**** GIVEN PASSAGE ****

Re: [PATCH v2 1/2] Change how HTTP response body is returned

Junio C Hamano <gitster@xxxxxxxxx> · Thu, 03 Jan 2019 11:09:02 -0800

Masaya Suzuki <masayasuzuki@xxxxxxxxxx> writes:

> Subject: Re: [PATCH v2 1/2] Change how HTTP response body is returned

Perhaps:

    Subject: http: change the way response body is returned

but if we can state why we want to do so concisely, that would be
even better.

> This changes the way HTTP response body is returned in
> http_request_reauth and post_rpc.
>
> 1. http_request_reauth makes up to two requests; one without a
>    credential and one with a credential. The first request can fail if
>    it needs a credential. When the keep_error option is specified, the
>    response to the first request can be written to the HTTP response
>    body destination. If the response body destination is a string
>    buffer, it erases the buffer before making the second request. By
>    introducing http_response_dest, it can handle the case that the
>    destination is a file handle.
> 2. post_rpc makes an HTTP request and the response body is directly
>    written to a file descriptor. This makes it check the HTTP status
>    code before writing it, and do not write the response body if it's an
>    error response. It's ok without this check now because post_rpc makes
>    a request with CURLOPT_FAILONERROR, and libcurl won't call the
>    callback if the response has an error status code.

**** INFORMATION GIVEN ****

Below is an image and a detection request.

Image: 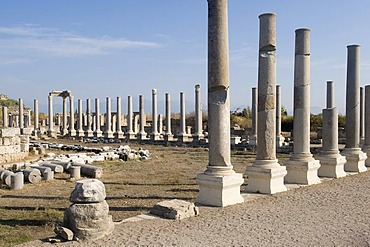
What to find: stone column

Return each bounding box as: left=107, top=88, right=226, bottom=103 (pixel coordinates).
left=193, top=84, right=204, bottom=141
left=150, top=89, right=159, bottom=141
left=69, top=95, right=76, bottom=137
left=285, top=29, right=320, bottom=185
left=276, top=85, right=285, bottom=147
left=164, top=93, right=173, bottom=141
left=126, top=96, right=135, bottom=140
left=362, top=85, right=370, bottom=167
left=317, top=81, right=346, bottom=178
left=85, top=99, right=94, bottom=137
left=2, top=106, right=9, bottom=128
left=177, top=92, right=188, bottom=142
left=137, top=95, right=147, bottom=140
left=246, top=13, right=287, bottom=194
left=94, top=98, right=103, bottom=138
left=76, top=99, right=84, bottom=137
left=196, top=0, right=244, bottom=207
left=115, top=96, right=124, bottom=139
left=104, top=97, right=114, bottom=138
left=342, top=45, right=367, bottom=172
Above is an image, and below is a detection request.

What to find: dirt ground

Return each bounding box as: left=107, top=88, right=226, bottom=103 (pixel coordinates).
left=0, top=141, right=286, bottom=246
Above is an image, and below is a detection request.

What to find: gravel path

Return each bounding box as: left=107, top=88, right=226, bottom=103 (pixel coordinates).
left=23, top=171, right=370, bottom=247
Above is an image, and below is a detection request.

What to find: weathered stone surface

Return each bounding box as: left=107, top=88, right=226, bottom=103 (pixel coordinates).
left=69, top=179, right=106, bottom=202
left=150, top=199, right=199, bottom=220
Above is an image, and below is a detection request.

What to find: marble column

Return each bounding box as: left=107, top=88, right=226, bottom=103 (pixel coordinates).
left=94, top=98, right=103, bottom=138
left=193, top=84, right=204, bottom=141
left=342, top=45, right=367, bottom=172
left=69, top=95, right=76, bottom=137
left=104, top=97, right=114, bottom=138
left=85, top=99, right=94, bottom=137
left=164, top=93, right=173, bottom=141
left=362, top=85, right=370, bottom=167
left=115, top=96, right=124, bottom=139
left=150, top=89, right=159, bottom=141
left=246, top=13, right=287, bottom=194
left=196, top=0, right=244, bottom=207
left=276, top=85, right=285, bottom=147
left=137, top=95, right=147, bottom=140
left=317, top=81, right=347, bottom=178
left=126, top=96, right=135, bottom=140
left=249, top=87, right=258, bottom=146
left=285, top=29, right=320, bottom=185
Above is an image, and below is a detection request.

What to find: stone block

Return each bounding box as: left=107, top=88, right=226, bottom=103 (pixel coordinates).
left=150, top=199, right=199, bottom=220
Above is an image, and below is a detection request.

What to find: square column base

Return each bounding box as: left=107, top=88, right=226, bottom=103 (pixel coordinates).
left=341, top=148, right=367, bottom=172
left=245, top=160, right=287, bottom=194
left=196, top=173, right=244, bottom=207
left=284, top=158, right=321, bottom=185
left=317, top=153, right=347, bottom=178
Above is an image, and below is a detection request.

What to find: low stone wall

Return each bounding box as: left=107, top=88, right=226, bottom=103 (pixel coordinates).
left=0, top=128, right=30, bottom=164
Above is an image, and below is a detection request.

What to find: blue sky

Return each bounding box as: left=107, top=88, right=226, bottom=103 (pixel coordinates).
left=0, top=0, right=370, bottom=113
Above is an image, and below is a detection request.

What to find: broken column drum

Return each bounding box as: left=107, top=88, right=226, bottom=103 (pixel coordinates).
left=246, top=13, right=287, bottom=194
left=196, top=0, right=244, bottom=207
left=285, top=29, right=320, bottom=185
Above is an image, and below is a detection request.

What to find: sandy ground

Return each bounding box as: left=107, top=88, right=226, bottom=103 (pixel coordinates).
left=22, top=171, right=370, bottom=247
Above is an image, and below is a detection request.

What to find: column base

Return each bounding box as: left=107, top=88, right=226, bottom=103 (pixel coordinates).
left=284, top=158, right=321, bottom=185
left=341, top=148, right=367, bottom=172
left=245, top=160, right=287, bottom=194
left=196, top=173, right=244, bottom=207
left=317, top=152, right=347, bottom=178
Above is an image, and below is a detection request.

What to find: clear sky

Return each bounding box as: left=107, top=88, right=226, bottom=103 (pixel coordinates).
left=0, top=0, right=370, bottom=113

****
**** INFORMATION GIVEN ****

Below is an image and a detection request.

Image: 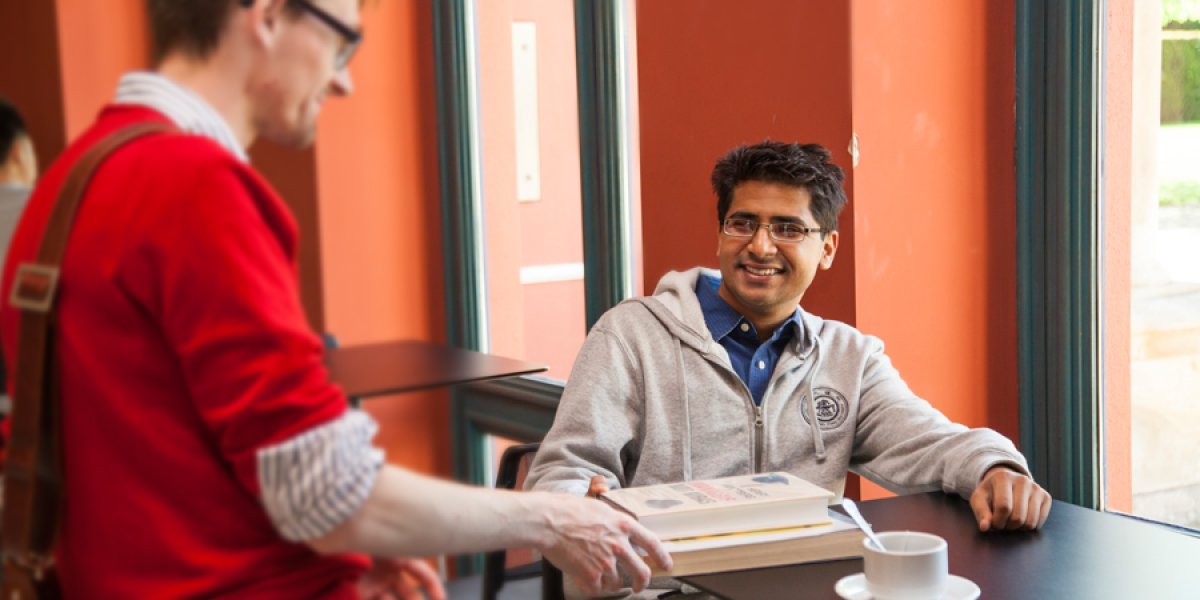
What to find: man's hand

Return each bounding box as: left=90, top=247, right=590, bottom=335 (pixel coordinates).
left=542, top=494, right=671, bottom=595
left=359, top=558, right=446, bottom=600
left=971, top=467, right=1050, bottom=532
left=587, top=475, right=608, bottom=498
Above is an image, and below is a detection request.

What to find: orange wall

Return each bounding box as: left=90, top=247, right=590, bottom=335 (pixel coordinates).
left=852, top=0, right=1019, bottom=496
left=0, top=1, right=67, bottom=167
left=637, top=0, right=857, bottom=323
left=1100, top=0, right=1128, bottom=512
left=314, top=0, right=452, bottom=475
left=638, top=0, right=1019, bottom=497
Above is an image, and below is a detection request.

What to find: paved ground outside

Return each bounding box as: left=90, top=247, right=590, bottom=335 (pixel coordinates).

****
**** INFORMATION GIVEN ****

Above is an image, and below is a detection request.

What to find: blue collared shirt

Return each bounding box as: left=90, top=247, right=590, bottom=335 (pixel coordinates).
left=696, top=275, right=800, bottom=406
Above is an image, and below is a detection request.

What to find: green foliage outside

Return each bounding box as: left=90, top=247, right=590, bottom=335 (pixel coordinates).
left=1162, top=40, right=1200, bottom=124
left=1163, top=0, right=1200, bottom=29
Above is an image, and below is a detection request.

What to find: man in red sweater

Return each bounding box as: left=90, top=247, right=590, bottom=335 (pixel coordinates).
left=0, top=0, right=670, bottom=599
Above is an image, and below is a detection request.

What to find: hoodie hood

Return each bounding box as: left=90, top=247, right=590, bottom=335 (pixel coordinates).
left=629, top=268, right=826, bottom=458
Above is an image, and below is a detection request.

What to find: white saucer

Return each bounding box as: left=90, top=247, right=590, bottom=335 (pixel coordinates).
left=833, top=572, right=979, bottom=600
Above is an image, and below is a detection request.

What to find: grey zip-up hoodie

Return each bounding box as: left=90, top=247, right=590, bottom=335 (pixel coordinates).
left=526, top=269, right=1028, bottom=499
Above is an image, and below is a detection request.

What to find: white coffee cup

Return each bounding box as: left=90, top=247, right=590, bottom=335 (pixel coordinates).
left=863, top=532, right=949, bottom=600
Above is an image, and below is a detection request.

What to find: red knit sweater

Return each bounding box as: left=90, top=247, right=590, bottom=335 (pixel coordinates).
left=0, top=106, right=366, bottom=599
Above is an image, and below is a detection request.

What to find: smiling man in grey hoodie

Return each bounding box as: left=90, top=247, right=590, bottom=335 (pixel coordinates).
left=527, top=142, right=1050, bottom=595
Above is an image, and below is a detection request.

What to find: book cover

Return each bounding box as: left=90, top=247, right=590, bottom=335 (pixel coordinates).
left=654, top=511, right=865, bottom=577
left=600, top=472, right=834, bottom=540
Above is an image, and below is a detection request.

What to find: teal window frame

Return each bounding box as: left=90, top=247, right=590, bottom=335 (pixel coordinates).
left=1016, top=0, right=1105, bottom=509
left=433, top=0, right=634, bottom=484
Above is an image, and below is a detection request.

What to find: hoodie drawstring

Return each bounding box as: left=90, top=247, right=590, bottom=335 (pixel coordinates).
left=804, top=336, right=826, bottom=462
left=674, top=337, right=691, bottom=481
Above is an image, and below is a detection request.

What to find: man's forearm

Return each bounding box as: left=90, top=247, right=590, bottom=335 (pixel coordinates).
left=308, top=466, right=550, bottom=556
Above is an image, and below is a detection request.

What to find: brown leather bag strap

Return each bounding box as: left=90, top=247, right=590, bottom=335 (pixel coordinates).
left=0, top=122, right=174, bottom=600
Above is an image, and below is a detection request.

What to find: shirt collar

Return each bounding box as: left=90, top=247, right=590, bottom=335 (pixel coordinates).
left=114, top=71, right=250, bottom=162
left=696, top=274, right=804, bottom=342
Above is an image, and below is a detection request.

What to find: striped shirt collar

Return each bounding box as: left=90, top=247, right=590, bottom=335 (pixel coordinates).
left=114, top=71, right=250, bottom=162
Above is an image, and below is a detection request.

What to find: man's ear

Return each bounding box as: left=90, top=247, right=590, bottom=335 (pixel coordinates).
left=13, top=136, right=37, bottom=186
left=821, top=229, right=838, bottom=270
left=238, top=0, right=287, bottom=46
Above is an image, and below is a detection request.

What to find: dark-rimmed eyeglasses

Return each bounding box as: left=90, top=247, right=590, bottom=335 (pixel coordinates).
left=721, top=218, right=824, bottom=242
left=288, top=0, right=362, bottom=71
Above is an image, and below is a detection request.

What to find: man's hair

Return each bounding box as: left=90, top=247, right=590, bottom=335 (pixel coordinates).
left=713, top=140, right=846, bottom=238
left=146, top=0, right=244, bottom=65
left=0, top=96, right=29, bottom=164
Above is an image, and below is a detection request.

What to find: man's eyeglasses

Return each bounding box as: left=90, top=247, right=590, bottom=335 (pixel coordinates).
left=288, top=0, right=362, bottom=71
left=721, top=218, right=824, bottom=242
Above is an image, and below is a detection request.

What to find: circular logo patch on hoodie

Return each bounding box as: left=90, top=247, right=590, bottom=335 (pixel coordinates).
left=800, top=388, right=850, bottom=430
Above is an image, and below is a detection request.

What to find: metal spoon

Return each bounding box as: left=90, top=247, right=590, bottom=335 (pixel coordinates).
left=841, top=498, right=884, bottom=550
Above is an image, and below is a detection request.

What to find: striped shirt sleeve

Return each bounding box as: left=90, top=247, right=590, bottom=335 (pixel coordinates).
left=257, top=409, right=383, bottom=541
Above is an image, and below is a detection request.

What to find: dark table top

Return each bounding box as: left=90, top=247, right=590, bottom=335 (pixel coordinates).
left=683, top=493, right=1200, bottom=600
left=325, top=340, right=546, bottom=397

****

## PROMPT
Answer these about the mailing-list message:
1. What subject line does the reply suggest?
2. At most how many requests does http_request_reauth make?
3. Which option does post_rpc use when it makes its request?

## FULL SOLUTION
1. http: change the way response body is returned
2. Two: one without a credential and one with a credential.
3. CURLOPT_FAILONERROR